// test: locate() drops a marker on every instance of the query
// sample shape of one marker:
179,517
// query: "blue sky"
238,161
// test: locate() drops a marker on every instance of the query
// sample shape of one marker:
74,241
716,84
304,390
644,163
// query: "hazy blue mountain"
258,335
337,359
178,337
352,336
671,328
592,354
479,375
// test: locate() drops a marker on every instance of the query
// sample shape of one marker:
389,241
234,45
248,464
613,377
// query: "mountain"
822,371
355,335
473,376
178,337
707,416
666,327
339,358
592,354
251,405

_ _ _

• WHAT YOU HAVE TO DO
Present every line above as a numbered list, omitting any blank lines.

• TASK RESULT
1. // test: locate() drops a marker on every instance of the query
2. // sample shape of one marker:
3. 179,517
4. // query: "blue sky"
5. 238,161
6. // test: locate() drops a marker on every instance of the query
7. // sample shape of one marker:
8. 74,241
9. 716,84
10. 304,390
11. 644,163
12. // query: "hazy blue mountain"
13. 258,335
14. 337,359
15. 178,337
16. 352,336
17. 671,328
18. 592,354
19. 479,375
20. // test: locate() drops a marker on every instance of the query
21. // sample shape of one marker:
22. 389,241
23. 234,45
24. 248,464
25. 613,377
26. // query: "mountain"
27. 822,371
28. 355,335
29. 473,376
30. 178,337
31. 707,416
32. 666,327
33. 339,358
34. 592,354
35. 251,405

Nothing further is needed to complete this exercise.